* **TASK TO CARRY OUT**: Which rows below contain the word "When"? Return each of those rows in full.

* **Annotation data based on points**:
— begin —

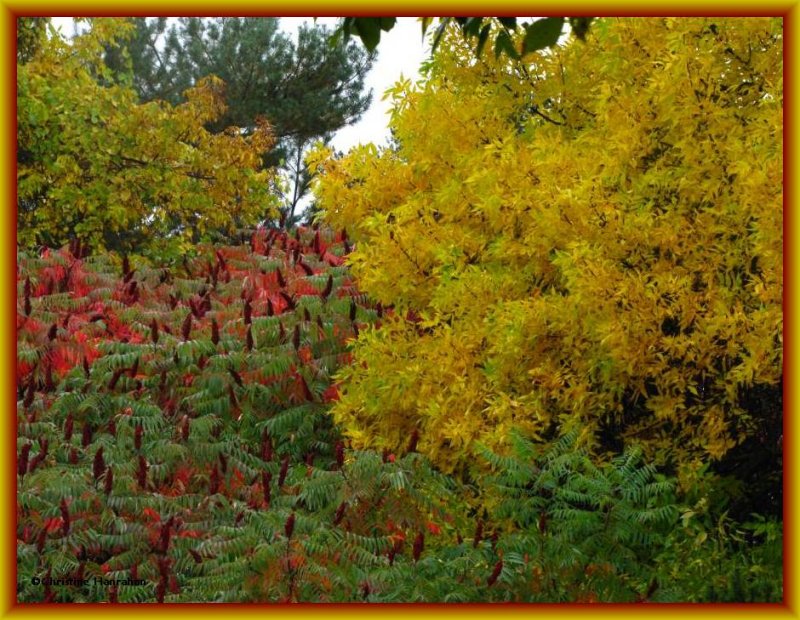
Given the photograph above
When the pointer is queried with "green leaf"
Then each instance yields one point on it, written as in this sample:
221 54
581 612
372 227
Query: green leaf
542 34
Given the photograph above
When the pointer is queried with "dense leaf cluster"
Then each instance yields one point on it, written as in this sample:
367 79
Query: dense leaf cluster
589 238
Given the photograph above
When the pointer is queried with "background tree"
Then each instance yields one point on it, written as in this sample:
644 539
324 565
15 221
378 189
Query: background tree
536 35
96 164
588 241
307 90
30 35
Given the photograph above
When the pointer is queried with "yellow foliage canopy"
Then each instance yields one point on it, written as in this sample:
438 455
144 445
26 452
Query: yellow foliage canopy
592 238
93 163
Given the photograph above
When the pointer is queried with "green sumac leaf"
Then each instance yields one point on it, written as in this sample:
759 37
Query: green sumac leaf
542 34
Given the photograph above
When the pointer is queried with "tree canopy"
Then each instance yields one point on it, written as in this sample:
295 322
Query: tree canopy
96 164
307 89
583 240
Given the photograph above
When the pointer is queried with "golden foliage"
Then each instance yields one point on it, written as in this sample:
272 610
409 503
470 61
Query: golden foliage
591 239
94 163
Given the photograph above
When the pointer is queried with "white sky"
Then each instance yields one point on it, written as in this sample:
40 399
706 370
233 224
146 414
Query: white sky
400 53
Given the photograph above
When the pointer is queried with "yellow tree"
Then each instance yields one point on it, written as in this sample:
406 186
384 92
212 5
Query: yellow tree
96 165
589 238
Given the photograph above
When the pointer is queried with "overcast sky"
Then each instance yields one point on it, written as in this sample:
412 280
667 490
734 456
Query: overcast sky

— end —
— begin —

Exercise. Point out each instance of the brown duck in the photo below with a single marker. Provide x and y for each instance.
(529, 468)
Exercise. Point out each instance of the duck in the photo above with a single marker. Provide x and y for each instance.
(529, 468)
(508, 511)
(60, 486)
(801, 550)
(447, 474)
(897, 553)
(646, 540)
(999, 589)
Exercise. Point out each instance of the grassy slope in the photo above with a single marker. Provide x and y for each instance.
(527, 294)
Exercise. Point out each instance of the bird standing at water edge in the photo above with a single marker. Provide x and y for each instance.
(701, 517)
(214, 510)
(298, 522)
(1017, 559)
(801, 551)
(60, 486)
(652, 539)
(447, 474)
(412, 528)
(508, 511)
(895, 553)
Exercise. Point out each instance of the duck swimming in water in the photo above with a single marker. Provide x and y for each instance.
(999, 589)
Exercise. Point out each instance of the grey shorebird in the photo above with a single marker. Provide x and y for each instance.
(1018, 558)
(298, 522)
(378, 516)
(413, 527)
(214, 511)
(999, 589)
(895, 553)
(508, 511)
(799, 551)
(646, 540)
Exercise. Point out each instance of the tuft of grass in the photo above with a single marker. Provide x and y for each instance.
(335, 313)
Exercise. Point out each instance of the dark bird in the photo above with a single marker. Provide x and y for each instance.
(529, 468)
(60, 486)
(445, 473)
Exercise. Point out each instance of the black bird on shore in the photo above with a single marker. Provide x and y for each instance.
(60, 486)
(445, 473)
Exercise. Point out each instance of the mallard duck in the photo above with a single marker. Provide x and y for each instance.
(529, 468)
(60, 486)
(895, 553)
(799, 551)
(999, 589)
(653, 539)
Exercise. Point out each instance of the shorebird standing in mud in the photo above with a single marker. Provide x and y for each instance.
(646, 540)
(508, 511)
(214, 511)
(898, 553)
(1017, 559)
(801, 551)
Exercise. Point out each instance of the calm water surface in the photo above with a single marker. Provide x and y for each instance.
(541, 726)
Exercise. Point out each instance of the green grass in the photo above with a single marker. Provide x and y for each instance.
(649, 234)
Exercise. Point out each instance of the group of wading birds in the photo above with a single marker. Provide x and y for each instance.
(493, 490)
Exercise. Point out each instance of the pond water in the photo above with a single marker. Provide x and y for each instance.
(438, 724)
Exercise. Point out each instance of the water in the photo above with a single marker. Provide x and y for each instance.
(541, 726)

— end —

* **REPLY TO THE TASK**:
When the pointer is queried with "green leaf"
When the pointer is queried with "dense leaf cluster"
When the pointer is queried with "background tree"
When the pointer is queried with "yellow foliage canopy"
When the pointer is queried with "green sumac leaf"
When the pointer is queried with "tree canopy"
When the pointer is queried with "golden foliage"
When the pointer is queried with "white sky"
When the pointer is queried with "yellow tree"
When the pointer is queried with "overcast sky"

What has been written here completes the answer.